[Collected data entries]
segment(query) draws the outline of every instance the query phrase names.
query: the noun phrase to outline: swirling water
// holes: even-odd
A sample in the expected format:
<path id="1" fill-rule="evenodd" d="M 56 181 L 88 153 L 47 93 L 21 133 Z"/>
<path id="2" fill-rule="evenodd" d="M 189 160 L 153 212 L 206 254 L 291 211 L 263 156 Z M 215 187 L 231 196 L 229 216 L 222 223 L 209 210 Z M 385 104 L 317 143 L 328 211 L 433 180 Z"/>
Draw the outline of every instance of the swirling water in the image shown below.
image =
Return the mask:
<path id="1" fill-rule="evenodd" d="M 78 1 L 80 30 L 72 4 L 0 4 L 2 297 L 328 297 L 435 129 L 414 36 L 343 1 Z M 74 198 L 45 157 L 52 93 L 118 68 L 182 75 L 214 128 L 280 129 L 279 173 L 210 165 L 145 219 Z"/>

§ **THE PROBLEM**:
The answer should consist of all the lines above, retyped exactly.

§ **ANSWER BELOW**:
segment(query) draws the outline of every instance the query phrase names.
query: the noun phrase to outline: swirling water
// holes: even-odd
A sample in the expected format:
<path id="1" fill-rule="evenodd" d="M 56 181 L 88 153 L 47 93 L 21 133 Z"/>
<path id="2" fill-rule="evenodd" d="M 189 160 L 153 212 L 206 254 L 291 211 L 263 156 Z M 215 187 L 231 196 L 229 216 L 222 223 L 209 210 Z M 385 104 L 317 143 L 328 211 L 433 180 Z"/>
Draw the outline of every instance of the swirling water in the image shown below.
image =
Return the mask:
<path id="1" fill-rule="evenodd" d="M 78 1 L 80 30 L 72 4 L 0 4 L 2 297 L 328 297 L 435 129 L 414 36 L 343 1 Z M 74 198 L 45 157 L 52 93 L 118 68 L 182 75 L 214 128 L 280 129 L 279 173 L 210 165 L 145 219 Z"/>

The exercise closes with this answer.